◆ **INSTRUCTIONS FOR THE TASK**
How many lines in the entries below contain the string "clicks", with case counting? Give only the number.

Stored data entries:
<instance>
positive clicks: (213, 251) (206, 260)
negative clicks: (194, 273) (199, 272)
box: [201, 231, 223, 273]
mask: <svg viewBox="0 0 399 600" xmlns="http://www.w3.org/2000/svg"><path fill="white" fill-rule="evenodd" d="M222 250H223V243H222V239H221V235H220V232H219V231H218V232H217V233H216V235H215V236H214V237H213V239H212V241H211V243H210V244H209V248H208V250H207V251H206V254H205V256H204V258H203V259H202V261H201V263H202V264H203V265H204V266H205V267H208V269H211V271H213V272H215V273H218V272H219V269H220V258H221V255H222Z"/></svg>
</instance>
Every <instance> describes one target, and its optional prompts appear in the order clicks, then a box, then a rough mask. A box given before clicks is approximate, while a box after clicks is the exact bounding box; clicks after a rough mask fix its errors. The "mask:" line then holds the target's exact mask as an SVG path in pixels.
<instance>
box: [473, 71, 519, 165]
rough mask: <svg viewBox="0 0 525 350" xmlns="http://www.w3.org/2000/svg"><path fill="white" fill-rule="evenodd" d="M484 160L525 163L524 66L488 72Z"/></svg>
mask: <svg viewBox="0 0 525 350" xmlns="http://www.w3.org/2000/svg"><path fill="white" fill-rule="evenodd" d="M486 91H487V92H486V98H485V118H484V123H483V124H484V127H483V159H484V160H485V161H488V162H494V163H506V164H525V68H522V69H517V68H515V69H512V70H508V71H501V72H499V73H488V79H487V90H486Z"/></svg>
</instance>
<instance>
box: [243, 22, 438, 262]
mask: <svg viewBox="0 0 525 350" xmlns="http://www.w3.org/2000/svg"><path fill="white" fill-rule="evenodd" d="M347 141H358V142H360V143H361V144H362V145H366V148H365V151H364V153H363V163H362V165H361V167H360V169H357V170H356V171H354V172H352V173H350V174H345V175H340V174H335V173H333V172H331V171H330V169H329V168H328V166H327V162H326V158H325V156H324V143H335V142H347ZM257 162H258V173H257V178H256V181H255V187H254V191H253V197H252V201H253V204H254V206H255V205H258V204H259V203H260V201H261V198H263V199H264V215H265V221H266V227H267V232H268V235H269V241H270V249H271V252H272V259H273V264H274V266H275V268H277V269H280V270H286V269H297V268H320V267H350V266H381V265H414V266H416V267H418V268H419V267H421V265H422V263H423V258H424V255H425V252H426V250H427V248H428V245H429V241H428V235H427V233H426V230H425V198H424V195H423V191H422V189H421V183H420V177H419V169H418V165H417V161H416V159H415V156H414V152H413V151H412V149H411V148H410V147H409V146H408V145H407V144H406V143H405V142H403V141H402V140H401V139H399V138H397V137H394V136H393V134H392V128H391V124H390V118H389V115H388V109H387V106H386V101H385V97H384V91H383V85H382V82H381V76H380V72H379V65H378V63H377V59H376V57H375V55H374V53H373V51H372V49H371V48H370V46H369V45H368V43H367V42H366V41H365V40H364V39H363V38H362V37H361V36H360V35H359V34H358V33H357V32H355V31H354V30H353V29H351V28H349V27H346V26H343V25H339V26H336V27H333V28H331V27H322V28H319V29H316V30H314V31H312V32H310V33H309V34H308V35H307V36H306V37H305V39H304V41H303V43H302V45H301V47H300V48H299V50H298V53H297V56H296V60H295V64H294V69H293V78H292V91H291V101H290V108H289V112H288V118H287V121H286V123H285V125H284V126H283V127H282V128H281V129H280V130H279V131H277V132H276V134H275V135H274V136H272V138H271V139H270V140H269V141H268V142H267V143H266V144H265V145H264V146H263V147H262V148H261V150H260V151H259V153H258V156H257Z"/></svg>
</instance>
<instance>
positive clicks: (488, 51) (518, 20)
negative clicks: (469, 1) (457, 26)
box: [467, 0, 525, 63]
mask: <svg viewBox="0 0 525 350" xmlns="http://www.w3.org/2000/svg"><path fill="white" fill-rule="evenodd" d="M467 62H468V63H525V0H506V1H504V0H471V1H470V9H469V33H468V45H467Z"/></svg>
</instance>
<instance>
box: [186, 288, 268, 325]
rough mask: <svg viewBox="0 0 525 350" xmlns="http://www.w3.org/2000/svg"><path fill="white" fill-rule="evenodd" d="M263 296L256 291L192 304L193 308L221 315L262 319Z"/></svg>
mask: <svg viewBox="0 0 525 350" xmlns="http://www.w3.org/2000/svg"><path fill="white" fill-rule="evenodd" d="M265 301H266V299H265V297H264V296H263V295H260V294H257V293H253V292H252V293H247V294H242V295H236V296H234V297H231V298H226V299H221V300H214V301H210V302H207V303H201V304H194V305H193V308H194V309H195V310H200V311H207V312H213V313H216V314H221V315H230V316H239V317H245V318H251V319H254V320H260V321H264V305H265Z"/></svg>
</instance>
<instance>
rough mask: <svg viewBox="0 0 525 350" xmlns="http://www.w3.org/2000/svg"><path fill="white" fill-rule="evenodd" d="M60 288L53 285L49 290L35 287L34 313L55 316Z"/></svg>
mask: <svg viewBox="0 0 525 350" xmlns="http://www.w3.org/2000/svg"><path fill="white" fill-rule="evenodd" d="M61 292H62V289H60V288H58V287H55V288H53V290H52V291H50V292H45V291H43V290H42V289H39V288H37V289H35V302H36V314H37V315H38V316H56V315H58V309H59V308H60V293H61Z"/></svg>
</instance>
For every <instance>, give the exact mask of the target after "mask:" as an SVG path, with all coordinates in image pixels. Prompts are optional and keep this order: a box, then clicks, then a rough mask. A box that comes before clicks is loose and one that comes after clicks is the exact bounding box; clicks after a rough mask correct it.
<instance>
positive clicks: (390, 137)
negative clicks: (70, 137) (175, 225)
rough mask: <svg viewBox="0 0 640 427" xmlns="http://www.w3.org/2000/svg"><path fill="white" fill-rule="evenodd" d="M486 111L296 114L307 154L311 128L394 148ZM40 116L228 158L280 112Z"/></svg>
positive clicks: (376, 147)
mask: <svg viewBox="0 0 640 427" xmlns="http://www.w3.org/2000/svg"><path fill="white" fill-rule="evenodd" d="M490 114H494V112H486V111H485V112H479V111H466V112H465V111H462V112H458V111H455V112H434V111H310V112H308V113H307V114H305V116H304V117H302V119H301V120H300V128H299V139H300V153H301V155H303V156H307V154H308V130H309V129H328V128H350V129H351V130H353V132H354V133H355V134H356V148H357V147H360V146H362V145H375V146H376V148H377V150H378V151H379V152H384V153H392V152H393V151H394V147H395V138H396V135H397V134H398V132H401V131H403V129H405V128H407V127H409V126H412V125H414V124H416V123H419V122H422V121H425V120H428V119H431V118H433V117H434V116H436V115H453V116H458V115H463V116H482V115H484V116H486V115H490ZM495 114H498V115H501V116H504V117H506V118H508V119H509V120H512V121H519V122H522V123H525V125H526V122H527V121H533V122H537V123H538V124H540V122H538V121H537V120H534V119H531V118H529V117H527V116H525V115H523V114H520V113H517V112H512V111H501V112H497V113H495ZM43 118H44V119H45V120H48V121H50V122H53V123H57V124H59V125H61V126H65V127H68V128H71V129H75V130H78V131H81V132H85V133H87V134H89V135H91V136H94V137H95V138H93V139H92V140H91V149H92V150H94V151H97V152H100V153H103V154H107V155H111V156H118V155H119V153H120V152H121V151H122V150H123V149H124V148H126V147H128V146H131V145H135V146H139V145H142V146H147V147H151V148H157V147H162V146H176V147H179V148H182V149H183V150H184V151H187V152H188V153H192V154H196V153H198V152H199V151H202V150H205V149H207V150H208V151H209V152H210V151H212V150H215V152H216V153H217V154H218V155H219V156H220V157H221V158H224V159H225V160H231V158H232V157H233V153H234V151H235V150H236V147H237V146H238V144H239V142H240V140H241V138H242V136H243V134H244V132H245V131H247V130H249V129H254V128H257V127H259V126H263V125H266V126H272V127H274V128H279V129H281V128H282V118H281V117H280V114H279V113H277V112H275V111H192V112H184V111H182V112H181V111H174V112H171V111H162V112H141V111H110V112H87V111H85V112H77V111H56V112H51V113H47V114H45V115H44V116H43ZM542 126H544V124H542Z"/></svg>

◆ **RESULT**
9